— start of AVAILABLE DATA —

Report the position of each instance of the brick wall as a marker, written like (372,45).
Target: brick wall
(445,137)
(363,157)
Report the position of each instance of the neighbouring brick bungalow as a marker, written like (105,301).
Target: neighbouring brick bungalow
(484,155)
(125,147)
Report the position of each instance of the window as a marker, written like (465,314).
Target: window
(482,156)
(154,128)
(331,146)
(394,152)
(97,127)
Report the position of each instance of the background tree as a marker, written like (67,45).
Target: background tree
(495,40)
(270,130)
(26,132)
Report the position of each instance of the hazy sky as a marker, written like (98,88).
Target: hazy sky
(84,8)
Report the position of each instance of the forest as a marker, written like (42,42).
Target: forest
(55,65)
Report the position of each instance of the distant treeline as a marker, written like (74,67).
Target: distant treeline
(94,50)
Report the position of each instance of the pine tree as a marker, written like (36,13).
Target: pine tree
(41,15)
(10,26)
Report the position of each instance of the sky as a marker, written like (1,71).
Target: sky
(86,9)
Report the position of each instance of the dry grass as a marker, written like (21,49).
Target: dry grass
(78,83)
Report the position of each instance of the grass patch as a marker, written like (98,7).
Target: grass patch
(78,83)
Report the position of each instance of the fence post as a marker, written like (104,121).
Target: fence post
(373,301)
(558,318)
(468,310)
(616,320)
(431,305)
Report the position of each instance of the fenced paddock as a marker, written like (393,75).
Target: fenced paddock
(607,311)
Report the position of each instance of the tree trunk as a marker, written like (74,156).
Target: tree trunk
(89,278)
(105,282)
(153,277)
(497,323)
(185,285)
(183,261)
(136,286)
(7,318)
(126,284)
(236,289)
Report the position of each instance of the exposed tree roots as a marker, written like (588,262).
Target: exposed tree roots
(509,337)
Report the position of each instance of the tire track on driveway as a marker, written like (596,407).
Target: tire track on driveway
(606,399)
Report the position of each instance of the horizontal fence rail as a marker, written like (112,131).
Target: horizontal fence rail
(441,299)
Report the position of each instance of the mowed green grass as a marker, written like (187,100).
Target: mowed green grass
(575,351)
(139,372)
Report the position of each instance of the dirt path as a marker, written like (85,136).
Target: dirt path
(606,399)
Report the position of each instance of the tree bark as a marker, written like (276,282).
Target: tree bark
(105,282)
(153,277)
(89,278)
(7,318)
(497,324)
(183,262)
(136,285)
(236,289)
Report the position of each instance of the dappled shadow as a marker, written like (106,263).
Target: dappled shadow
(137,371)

— end of AVAILABLE DATA —

**TASK STATEMENT**
Shift the answer markers by adding 103 to both coordinates of each one, and write out every line again, including the lines that ask for positions, from the line that has "Report the position of each instance of the tire" through the end of the rows. Leave the numbers in those lines and in the sample markers after "written like" unchanged.

**OUTPUT OF THE EXERCISE**
Report the position of each instance of the tire track on driveway as a marker, written like (596,407).
Target: tire track on driveway
(709,502)
Report the position of each instance of the horizontal fence rail as a marker, written like (112,131).
Target: horizontal fence rail
(544,402)
Report the position of each instance of the mowed green grass as a marker, written like (187,100).
Target: mowed green grass
(678,454)
(242,475)
Report the position of each instance of the dirt path as a marker, written like (85,136).
Target: dirt path
(709,502)
Report the position of each instance of the tree bark as a marker, written like (276,282).
Target: tree bark
(208,385)
(256,380)
(192,381)
(110,421)
(600,427)
(286,365)
(239,388)
(339,392)
Report the position of each instance of the dappled shadow as a marker, written like (106,263).
Target: dappled shadow
(240,474)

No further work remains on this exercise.